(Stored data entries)
*** Block opens ***

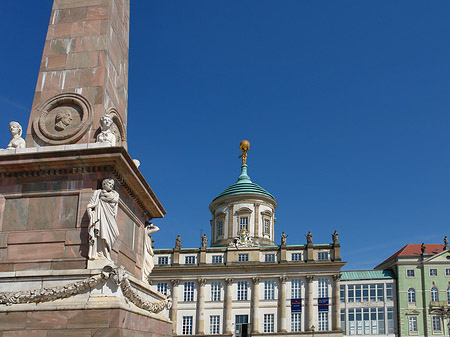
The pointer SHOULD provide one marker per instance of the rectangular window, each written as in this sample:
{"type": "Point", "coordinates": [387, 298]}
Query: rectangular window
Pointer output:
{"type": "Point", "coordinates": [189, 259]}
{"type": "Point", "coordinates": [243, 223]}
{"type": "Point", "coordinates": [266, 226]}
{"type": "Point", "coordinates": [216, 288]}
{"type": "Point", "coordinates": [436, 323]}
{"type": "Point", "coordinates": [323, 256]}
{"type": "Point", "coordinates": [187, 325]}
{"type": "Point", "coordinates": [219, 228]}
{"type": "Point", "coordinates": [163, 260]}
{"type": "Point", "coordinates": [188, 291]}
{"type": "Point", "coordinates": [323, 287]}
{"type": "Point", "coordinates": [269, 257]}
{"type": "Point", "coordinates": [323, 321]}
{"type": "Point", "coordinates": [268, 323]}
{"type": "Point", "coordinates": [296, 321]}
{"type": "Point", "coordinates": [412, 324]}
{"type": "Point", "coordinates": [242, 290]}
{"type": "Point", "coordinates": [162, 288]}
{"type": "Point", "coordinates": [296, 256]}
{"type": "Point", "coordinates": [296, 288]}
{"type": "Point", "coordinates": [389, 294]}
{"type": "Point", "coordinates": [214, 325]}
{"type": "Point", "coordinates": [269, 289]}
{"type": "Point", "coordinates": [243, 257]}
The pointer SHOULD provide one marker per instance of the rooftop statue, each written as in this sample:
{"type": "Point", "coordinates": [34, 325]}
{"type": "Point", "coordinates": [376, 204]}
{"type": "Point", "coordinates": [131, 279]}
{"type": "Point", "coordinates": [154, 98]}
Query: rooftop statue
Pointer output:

*** Block closes ***

▶ **EXERCISE**
I need each line of the entries that holds the string "rooftop" located and copied.

▶ **RESULT**
The pointer SHOULD provide one marker per instance of the rooftop statue, each written as in this sample:
Query: rooftop statue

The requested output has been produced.